Output every line of the items below as a Markdown table with two columns, Index and Entry: Index holds the row number and Entry holds the line. Skip blank lines, and leave the pictures out of the table.

-- MATERIAL PROVIDED start --

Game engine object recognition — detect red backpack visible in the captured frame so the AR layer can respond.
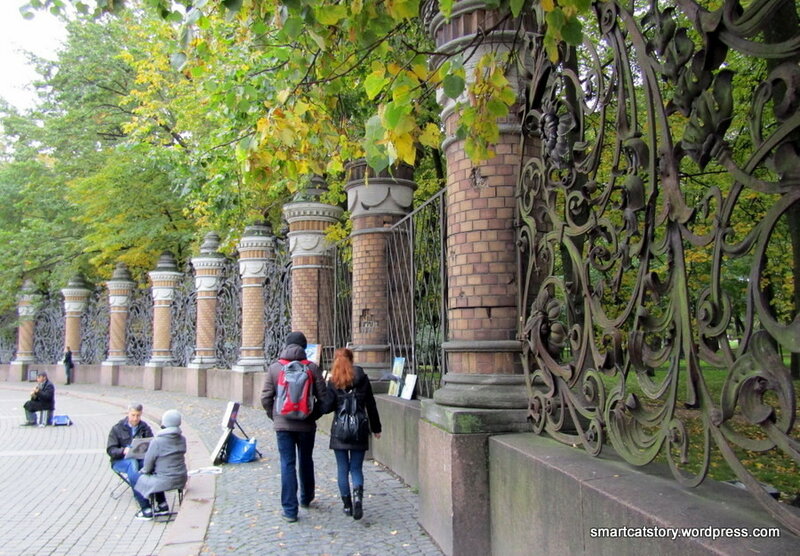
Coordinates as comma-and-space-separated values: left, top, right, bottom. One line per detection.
275, 359, 314, 421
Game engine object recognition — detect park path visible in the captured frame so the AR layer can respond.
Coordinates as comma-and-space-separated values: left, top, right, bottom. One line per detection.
0, 383, 441, 556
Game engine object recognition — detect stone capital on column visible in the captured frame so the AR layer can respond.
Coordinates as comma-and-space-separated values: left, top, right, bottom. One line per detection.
61, 275, 92, 365
283, 202, 344, 260
189, 232, 225, 370
233, 224, 275, 372
147, 251, 183, 367
101, 262, 136, 368
345, 159, 417, 219
345, 159, 416, 379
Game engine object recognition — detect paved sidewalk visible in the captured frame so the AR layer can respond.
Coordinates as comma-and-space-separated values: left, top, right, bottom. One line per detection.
0, 383, 441, 555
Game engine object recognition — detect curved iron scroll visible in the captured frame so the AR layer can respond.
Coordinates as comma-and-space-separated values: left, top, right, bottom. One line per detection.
125, 288, 153, 365
81, 289, 109, 365
518, 0, 800, 534
170, 263, 197, 367
33, 293, 66, 365
264, 239, 292, 361
214, 259, 242, 369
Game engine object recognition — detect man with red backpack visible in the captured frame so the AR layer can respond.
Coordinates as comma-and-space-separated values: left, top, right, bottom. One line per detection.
261, 332, 331, 523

-- MATERIAL PROVIDED end --

ANSWER TO THIS TASK =
| Index | Entry |
|---|---|
| 1 | Game engine object recognition — detect red backpack visible in the captured frame so the AR layer can respond. |
| 2 | Coordinates as comma-and-space-separated values: left, top, right, bottom. One line per detection. |
| 3 | 275, 359, 314, 421 |
| 4 | Game engine object recognition — detect park path visible in the captured frame so the AR layer can respond. |
| 5 | Coordinates as comma-and-space-separated values: left, top, right, bottom. One line per detection. |
| 6 | 0, 383, 441, 556 |
| 7 | Game engine object recognition — detect stone capital on column visible in the captured frame so the AR layer can respond. |
| 8 | Coordinates as comma-and-space-separated values: left, top, right, bottom. One line per detection. |
| 9 | 61, 275, 92, 365 |
| 10 | 283, 202, 344, 260 |
| 11 | 189, 232, 225, 370 |
| 12 | 233, 224, 275, 372 |
| 13 | 147, 251, 183, 367 |
| 14 | 101, 262, 136, 368 |
| 15 | 345, 159, 417, 219 |
| 16 | 345, 159, 416, 379 |
| 17 | Game engine object recognition — detect paved sidewalk visible in the captured frame so the AR layer can respond. |
| 18 | Coordinates as comma-and-space-separated values: left, top, right, bottom. One line per detection. |
| 19 | 0, 383, 441, 555 |
| 20 | Game engine object recognition — detect curved iron scroll visible in the captured frame so the AR layer can respond. |
| 21 | Coordinates as comma-and-space-separated values: left, top, right, bottom. One line per detection. |
| 22 | 125, 288, 153, 365 |
| 23 | 81, 289, 109, 365 |
| 24 | 518, 0, 800, 534 |
| 25 | 170, 263, 197, 367 |
| 26 | 33, 293, 66, 365 |
| 27 | 264, 239, 292, 361 |
| 28 | 214, 259, 242, 369 |
| 29 | Game engine object recognition — detect man with red backpack visible in the captured frame so the AR layer can respond. |
| 30 | Coordinates as comma-and-space-separated values: left, top, right, bottom. One line per detection. |
| 31 | 261, 332, 331, 523 |